Exercise:
Instruction for the data below: set down exactly the lines from the line with "Where can the horizontal" to the line with "Where can the thin", inclusive, and no others.

Saved data entries:
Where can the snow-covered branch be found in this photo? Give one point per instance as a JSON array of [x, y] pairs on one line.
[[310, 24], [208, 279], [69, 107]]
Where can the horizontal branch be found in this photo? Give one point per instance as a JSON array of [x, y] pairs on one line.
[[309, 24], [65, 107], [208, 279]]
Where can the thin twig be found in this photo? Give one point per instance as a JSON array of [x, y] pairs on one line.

* * *

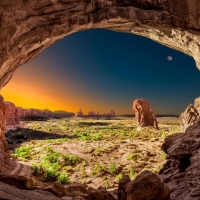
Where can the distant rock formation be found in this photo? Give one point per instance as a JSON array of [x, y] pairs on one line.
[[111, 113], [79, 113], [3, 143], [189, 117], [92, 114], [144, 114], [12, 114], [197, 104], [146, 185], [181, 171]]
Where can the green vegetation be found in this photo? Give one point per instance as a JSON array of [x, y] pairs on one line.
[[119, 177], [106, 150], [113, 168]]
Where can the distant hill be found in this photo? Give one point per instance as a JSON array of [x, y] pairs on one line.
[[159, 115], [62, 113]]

Answer section:
Where can the horizontal branch be found in this photo? Give one point per instance as a JSON array of [x, y] pairs on one line.
[[309, 24], [65, 107], [208, 279]]
Where can the thin twig be found in this photo? Give one point per instance as a JSON array of [x, y] pairs on one line.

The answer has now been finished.